--- Problem to solve ---
Beginning with the first line of the entries below, quote each line until you reach and include the line with "pixel 639 421".

--- Available data ---
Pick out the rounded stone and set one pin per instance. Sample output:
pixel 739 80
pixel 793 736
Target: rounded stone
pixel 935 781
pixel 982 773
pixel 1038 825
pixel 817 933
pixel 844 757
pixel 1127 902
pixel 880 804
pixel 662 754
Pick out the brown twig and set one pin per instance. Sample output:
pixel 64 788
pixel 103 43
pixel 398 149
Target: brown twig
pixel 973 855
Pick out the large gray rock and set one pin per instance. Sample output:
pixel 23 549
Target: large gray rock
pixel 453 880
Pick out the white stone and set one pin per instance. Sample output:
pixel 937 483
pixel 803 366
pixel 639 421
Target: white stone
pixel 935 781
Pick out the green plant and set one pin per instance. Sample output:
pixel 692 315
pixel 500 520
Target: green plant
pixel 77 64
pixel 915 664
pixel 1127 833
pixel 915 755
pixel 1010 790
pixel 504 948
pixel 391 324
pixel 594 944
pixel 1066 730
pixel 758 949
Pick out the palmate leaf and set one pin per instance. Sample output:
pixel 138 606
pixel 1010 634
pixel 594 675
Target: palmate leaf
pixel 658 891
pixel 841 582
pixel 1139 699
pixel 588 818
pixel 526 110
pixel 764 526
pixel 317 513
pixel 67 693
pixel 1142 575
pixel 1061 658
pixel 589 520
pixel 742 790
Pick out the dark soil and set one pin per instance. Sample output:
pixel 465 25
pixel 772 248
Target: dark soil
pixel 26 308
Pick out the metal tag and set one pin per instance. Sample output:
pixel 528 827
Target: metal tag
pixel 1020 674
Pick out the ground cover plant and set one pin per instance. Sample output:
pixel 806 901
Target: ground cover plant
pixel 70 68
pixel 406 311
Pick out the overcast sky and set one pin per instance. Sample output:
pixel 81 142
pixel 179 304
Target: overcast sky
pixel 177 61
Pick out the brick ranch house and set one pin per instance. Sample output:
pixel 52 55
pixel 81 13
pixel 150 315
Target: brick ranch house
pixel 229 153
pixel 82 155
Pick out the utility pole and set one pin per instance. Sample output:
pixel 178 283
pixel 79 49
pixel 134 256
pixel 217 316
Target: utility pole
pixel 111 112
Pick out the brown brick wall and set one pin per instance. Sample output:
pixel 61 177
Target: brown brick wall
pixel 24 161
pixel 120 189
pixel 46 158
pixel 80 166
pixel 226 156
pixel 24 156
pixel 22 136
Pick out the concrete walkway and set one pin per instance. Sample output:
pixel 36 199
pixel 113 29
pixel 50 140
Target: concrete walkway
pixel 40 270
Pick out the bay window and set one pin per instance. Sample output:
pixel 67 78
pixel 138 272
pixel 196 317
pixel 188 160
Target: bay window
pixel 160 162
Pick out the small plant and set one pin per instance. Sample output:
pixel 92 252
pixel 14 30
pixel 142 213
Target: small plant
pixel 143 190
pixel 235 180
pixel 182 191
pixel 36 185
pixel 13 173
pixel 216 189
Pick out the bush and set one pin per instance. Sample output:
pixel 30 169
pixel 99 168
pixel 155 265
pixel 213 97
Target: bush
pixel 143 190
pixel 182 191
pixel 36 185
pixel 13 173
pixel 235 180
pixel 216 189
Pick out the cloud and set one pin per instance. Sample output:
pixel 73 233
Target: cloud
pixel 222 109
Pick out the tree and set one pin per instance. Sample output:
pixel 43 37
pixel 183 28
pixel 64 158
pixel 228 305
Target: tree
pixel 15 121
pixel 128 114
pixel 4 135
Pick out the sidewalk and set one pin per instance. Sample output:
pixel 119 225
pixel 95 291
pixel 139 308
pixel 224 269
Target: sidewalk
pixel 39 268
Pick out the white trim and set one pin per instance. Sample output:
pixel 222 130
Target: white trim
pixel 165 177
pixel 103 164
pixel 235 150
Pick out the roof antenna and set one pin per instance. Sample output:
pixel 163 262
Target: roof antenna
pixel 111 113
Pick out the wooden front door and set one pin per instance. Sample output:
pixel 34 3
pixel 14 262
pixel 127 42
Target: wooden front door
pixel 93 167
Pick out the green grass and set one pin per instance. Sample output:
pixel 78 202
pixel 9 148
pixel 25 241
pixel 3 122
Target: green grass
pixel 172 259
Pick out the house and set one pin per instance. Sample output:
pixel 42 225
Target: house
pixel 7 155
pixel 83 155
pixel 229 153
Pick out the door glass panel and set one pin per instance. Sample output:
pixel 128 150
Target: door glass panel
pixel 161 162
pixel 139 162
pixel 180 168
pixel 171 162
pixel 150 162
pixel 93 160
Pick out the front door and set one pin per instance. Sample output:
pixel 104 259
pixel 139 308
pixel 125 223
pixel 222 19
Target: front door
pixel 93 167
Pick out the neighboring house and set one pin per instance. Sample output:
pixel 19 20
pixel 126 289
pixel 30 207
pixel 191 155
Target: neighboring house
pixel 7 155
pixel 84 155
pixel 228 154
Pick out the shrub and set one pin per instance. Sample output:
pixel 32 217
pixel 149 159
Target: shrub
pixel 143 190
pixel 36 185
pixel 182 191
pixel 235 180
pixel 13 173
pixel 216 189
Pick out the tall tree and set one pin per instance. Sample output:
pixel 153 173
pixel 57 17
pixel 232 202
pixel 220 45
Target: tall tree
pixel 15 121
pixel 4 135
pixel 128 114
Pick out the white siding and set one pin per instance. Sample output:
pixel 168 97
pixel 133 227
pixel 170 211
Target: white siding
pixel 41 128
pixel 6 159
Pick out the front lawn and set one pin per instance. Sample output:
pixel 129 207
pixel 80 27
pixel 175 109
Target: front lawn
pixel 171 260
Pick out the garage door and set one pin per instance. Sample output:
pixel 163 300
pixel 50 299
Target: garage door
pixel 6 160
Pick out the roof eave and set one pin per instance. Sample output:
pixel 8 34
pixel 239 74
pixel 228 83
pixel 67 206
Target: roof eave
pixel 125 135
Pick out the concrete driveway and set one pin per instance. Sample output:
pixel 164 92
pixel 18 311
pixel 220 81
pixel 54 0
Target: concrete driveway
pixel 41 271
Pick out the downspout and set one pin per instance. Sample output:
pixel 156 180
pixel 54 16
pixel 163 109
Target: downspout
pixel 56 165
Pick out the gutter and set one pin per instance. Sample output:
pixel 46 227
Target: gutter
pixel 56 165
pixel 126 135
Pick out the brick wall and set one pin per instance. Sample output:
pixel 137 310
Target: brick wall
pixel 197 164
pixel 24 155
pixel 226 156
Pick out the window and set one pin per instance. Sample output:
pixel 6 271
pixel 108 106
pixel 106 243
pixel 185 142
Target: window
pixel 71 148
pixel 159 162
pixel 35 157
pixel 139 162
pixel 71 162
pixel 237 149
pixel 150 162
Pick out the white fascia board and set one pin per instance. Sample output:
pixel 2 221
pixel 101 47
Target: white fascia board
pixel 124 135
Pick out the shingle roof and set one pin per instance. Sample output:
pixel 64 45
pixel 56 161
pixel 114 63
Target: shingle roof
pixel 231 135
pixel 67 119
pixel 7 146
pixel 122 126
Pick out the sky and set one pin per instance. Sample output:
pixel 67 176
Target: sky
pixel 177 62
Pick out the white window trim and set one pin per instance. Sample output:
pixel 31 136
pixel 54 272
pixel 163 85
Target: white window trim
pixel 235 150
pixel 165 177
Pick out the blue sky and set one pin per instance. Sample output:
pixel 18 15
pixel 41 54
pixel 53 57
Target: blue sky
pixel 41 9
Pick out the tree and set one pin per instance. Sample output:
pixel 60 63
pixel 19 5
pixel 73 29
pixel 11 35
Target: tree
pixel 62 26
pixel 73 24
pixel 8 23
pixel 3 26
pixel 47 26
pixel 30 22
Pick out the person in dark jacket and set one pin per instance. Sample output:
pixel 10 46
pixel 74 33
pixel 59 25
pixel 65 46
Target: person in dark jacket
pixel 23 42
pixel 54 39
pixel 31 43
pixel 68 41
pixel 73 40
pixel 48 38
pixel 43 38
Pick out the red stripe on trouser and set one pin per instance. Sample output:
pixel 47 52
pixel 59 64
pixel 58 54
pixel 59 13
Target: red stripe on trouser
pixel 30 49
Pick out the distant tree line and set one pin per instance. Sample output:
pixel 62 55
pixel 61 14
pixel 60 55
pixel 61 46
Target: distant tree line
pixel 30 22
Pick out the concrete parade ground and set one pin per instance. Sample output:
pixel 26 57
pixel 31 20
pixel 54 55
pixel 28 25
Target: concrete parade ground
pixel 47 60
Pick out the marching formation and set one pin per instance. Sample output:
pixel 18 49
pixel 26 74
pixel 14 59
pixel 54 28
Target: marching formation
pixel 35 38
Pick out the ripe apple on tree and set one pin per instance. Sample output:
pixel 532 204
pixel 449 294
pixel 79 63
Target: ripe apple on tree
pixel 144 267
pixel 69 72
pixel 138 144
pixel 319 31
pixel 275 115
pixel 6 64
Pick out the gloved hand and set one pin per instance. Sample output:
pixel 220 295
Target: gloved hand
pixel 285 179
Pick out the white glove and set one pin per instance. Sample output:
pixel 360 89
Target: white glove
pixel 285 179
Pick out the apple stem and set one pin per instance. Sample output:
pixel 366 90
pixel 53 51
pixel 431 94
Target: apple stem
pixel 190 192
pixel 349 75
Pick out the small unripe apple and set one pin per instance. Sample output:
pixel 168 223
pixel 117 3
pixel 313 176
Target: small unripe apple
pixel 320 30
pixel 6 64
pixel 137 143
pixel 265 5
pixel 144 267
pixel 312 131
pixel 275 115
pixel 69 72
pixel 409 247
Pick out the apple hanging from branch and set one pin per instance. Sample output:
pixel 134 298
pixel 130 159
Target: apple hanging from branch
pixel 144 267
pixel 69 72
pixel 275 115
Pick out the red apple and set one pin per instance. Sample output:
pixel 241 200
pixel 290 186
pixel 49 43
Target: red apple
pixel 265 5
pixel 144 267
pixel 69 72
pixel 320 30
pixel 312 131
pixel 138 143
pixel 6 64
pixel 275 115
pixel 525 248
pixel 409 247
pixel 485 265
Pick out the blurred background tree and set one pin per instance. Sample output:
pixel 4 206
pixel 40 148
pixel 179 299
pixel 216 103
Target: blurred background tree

--- Result of the task ---
Pick out the rounded stone and set one pin per instance. Sample output:
pixel 739 80
pixel 793 736
Target: rounded stone
pixel 935 781
pixel 982 773
pixel 1038 825
pixel 817 933
pixel 844 757
pixel 1127 902
pixel 880 804
pixel 662 754
Pick out the brown twig and set one pin per instance. Sample output:
pixel 64 788
pixel 103 43
pixel 398 149
Target: brown twig
pixel 973 855
Pick out the large gray rock and set one pin per instance. Sample output:
pixel 23 549
Target: large gray rock
pixel 453 880
Pick out the white stone and set one pin per instance. Sample output:
pixel 937 483
pixel 803 366
pixel 639 421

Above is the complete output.